▸ **Record set**:
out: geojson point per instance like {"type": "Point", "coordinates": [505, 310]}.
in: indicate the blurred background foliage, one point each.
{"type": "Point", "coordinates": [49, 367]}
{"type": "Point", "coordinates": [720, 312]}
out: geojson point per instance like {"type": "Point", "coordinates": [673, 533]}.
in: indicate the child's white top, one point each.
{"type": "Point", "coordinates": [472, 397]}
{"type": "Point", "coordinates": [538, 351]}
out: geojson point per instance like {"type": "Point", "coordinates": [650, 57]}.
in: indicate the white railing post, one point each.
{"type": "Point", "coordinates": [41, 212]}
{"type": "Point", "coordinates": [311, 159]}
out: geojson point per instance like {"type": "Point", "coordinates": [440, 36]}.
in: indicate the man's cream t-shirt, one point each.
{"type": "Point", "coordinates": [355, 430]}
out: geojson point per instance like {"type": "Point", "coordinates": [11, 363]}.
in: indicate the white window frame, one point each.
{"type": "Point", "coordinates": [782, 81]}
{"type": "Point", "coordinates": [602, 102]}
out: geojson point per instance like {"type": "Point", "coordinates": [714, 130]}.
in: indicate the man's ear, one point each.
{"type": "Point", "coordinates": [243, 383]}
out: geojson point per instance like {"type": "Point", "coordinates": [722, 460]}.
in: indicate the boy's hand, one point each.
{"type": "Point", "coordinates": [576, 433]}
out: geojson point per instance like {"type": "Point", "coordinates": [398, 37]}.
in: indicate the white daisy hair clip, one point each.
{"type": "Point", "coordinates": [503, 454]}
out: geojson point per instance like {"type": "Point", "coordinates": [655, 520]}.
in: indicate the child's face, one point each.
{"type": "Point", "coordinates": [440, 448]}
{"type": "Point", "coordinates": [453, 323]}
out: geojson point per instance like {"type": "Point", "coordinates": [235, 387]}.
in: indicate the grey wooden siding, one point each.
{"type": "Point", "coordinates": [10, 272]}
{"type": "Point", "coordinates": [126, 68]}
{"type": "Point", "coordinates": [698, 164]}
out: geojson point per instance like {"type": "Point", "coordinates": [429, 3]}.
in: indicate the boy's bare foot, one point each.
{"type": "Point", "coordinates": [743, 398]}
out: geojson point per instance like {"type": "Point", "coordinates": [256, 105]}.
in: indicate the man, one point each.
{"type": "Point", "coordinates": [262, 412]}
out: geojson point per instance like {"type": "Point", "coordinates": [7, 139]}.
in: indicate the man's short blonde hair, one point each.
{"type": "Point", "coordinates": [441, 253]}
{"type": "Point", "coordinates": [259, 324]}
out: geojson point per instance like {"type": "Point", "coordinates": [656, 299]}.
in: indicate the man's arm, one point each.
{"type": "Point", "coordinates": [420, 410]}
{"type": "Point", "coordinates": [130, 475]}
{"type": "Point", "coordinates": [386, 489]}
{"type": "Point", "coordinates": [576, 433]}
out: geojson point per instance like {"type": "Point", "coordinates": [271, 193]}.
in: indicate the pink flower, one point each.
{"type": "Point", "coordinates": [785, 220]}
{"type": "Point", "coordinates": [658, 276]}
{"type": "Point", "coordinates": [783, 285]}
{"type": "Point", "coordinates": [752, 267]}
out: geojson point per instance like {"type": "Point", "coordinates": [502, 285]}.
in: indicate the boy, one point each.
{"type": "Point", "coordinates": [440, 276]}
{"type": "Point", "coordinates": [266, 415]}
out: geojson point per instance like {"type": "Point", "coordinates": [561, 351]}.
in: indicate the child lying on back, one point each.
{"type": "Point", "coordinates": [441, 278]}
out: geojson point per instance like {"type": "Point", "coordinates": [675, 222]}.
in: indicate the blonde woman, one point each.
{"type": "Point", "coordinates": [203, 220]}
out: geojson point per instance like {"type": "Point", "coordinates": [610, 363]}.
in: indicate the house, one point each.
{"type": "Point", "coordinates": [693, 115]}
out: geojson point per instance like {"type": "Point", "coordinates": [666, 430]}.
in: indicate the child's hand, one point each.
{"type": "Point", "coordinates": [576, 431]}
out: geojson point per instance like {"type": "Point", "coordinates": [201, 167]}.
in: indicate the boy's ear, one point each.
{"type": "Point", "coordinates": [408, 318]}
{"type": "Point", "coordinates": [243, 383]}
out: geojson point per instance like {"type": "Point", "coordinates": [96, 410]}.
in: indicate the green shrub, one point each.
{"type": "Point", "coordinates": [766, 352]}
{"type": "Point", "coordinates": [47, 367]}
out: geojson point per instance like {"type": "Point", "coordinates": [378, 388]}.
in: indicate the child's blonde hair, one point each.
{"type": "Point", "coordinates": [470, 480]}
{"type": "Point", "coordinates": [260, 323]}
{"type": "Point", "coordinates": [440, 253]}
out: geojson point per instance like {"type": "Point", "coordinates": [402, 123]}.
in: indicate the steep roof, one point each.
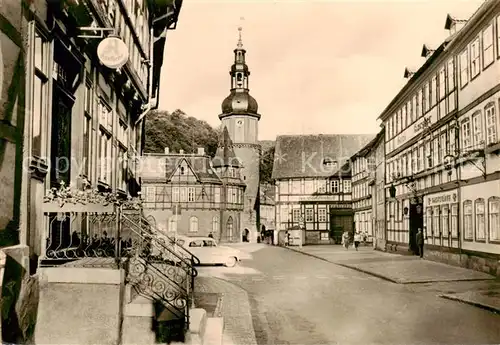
{"type": "Point", "coordinates": [225, 155]}
{"type": "Point", "coordinates": [305, 155]}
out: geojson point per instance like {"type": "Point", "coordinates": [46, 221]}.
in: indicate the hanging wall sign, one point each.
{"type": "Point", "coordinates": [113, 52]}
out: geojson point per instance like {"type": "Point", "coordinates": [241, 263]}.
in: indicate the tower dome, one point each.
{"type": "Point", "coordinates": [239, 102]}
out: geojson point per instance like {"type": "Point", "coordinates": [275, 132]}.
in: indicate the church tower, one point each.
{"type": "Point", "coordinates": [240, 117]}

▸ **Exercise**: Leave out the pictures and set down everything else in the entries above exactly.

▸ **Response below**:
out: geojson point per instance like {"type": "Point", "coordinates": [505, 310]}.
in: indicate the blurred background foliage, one point each.
{"type": "Point", "coordinates": [49, 367]}
{"type": "Point", "coordinates": [720, 312]}
out: geojson point per instance like {"type": "Point", "coordinates": [673, 533]}.
in: indicate the child's white top, one point each.
{"type": "Point", "coordinates": [472, 397]}
{"type": "Point", "coordinates": [538, 351]}
out: geojson point per instance like {"type": "Point", "coordinates": [650, 57]}.
in: indicate the white railing post, one point each.
{"type": "Point", "coordinates": [41, 212]}
{"type": "Point", "coordinates": [311, 159]}
out: geojson point per instance like {"type": "Point", "coordinates": [440, 36]}.
in: indicate the man's cream t-shirt, one point each.
{"type": "Point", "coordinates": [355, 430]}
out: geojson point per instance like {"type": "Point", "coordinates": [11, 363]}.
in: indicate the white window frame, one point each.
{"type": "Point", "coordinates": [782, 81]}
{"type": "Point", "coordinates": [602, 102]}
out: geojson point per instance like {"type": "Point", "coordinates": [714, 130]}.
in: indicate the man's ear, one point each.
{"type": "Point", "coordinates": [243, 383]}
out: geojson point per instance like {"type": "Point", "coordinates": [722, 460]}.
in: indicate the boy's hand, one point each.
{"type": "Point", "coordinates": [576, 433]}
out: geojson point per instance like {"type": "Point", "coordinates": [398, 37]}.
in: indicate the white daisy hair clip, one point each.
{"type": "Point", "coordinates": [503, 454]}
out: geojson point per instance like {"type": "Point", "coordinates": [655, 520]}.
in: indicate the child's face, one point each.
{"type": "Point", "coordinates": [440, 448]}
{"type": "Point", "coordinates": [453, 323]}
out: geojson point per instance like {"type": "Point", "coordinates": [235, 387]}.
in: indicate the grey wooden siding, one point each.
{"type": "Point", "coordinates": [10, 272]}
{"type": "Point", "coordinates": [126, 68]}
{"type": "Point", "coordinates": [698, 164]}
out: geojson point per instance like {"type": "Point", "coordinates": [429, 3]}.
in: indicate the boy's bare foot, one point each.
{"type": "Point", "coordinates": [743, 398]}
out: geojson point per instance like {"type": "Point", "coordinates": [256, 105]}.
in: indicate the man, one point each.
{"type": "Point", "coordinates": [262, 412]}
out: geojson point per instance like {"type": "Point", "coordinates": [7, 139]}.
in: indicate the man's short blonde hair, one point each.
{"type": "Point", "coordinates": [441, 253]}
{"type": "Point", "coordinates": [259, 324]}
out: geojson point per instance like {"type": "Point", "coordinates": [656, 299]}.
in: indicate the man's arm, one point each.
{"type": "Point", "coordinates": [420, 410]}
{"type": "Point", "coordinates": [130, 475]}
{"type": "Point", "coordinates": [386, 489]}
{"type": "Point", "coordinates": [576, 433]}
out: geojson point per instance like {"type": "Point", "coordinates": [271, 193]}.
in: indicate the pink flower, one point each.
{"type": "Point", "coordinates": [785, 220]}
{"type": "Point", "coordinates": [658, 276]}
{"type": "Point", "coordinates": [783, 285]}
{"type": "Point", "coordinates": [752, 267]}
out: geojson point per instance like {"type": "Point", "coordinates": [502, 285]}.
in: indicate the boy, one point each.
{"type": "Point", "coordinates": [440, 276]}
{"type": "Point", "coordinates": [266, 415]}
out: geojson point per instance like {"type": "Point", "coordinates": [561, 351]}.
in: indicate the child lying on back, one point each.
{"type": "Point", "coordinates": [441, 278]}
out: geojson point per instance like {"type": "Point", "coordinates": [675, 222]}.
in: indicate the blonde woman, one point each.
{"type": "Point", "coordinates": [203, 220]}
out: geojson point per instance like {"type": "Point", "coordinates": [610, 363]}.
in: indicate the house, one point each.
{"type": "Point", "coordinates": [693, 115]}
out: geojson point per instance like {"type": "Point", "coordinates": [666, 430]}.
in: indicate the child's hand, one point each.
{"type": "Point", "coordinates": [576, 431]}
out: geojson point per instance like {"type": "Point", "coordinates": [201, 167]}.
in: indicate the boy's ear, one point each.
{"type": "Point", "coordinates": [408, 318]}
{"type": "Point", "coordinates": [243, 383]}
out: geojson point per instance like {"type": "Point", "coordinates": [96, 410]}.
in: indicate the green shrub, one point each.
{"type": "Point", "coordinates": [766, 352]}
{"type": "Point", "coordinates": [47, 367]}
out: geojson point per instance like {"type": "Point", "coordinates": [378, 388]}.
in: indicate the child's blonde hair, one point each.
{"type": "Point", "coordinates": [470, 480]}
{"type": "Point", "coordinates": [260, 323]}
{"type": "Point", "coordinates": [440, 253]}
out: geojson point per instance like {"type": "Point", "coordinates": [402, 123]}.
in: indicate the steep roof, one point each.
{"type": "Point", "coordinates": [225, 155]}
{"type": "Point", "coordinates": [305, 155]}
out: geojson point per instance like {"type": "Point", "coordinates": [46, 221]}.
in: indicate the hanging wall sign, one point each.
{"type": "Point", "coordinates": [113, 52]}
out: geojson point per instance like {"type": "Point", "coordinates": [241, 263]}.
in: indicate the tower dome, one point each.
{"type": "Point", "coordinates": [239, 102]}
out: geojson point per instance like {"type": "Point", "coordinates": [275, 132]}.
in: indicate the church tower, one point each.
{"type": "Point", "coordinates": [240, 117]}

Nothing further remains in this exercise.